Reproduce the listing that follows, unchanged and complete.

╭─ Records supplied

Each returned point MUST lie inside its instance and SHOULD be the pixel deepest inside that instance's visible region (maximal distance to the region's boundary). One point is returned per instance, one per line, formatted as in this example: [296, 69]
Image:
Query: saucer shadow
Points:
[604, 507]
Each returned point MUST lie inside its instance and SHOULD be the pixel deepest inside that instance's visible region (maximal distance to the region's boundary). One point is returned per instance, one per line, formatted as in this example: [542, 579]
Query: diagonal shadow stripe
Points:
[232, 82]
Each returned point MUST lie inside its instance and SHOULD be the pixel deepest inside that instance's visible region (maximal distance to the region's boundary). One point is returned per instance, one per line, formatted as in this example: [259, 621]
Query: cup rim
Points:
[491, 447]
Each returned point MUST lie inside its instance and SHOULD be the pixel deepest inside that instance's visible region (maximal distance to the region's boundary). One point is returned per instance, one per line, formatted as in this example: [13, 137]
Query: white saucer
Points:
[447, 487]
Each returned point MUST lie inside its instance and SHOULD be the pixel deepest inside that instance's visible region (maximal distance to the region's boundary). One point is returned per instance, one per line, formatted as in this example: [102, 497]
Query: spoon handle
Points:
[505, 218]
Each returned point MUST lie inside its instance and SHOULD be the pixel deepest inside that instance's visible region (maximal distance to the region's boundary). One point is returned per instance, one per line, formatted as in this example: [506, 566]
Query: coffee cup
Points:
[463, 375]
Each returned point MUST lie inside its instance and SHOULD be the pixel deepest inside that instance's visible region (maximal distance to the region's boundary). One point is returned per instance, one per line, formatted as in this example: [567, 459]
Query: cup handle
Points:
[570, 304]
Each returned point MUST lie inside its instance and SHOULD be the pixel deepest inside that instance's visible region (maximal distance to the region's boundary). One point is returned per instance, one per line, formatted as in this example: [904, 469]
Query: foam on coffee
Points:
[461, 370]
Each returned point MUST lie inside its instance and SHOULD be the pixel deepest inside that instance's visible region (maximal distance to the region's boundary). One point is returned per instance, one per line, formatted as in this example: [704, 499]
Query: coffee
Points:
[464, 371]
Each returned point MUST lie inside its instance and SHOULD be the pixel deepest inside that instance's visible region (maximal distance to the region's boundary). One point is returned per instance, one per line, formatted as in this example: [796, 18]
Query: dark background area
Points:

╰─

(Response):
Each returned point MUST lie inside its instance and SHOULD be the pixel deepest inside that instance's visible region (maximal distance to the region's boundary). One point is returned per instance, one per line, formatted as in this example: [296, 69]
Image:
Query: saucer shadow
Points:
[604, 507]
Each returned point MUST lie inside its instance and SHOULD be the pixel deepest inside that instance's visible region (maximal distance to the region's boundary). One point is returned per instance, one per line, formatted as in this example: [542, 579]
Query: diagonal shadow stripe
Points:
[232, 82]
Each returned point MUST lie inside its instance and SHOULD be the pixel deepest inside that instance's visible region (maximal distance to the region's boundary). One point is returned per instance, one per line, formatted as in this example: [259, 621]
Query: cup rim
Points:
[491, 447]
Each returned point MUST lie inside its instance and SHOULD be the pixel deepest inside that instance's visible region (maximal distance to the region's boundary). One point is returned per instance, one per line, formatted as in this example: [13, 137]
Query: white saucer
Points:
[447, 487]
Each returned point MUST lie inside its instance and SHOULD be the pixel deepest inside that instance's visible region (maximal distance to the region's boundary). One point is returned per instance, one per line, formatted as in this example: [102, 497]
Query: spoon handle
Points:
[505, 218]
Each returned point MUST lie inside its instance and SHOULD be the pixel deepest inside that instance's visible region (maximal distance to the region's boundary). One point is returned per instance, one per line, formatted as in this example: [506, 566]
Query: coffee cup
Points:
[463, 375]
Each returned point MUST lie inside its instance and SHOULD be the pixel deepest inside that instance's visible region (maximal distance to the region's boundary). One point is returned per instance, one per line, formatted as in this example: [567, 459]
Query: cup handle
Points:
[570, 304]
Each returned point MUST lie inside its instance and SHOULD be the pixel deepest inside that instance's visible region (maximal distance to the region's boundary). One point is returned per instance, one per line, formatted as in this example: [904, 469]
Query: foam on coffee
Points:
[461, 370]
Each returned point MUST lie inside its instance and SHOULD be the pixel deepest inside that instance's visible region (maximal distance to the region's boundary). One point is returned per instance, one per line, formatted as in this example: [704, 499]
Query: coffee
Points:
[464, 371]
Each returned point MUST lie inside its instance and SHOULD be the pixel deepest inside that instance's visible region (maximal distance to the region's boundary). One point is returned per instance, one per line, formatted as in this example: [796, 18]
Query: dark background area
Points:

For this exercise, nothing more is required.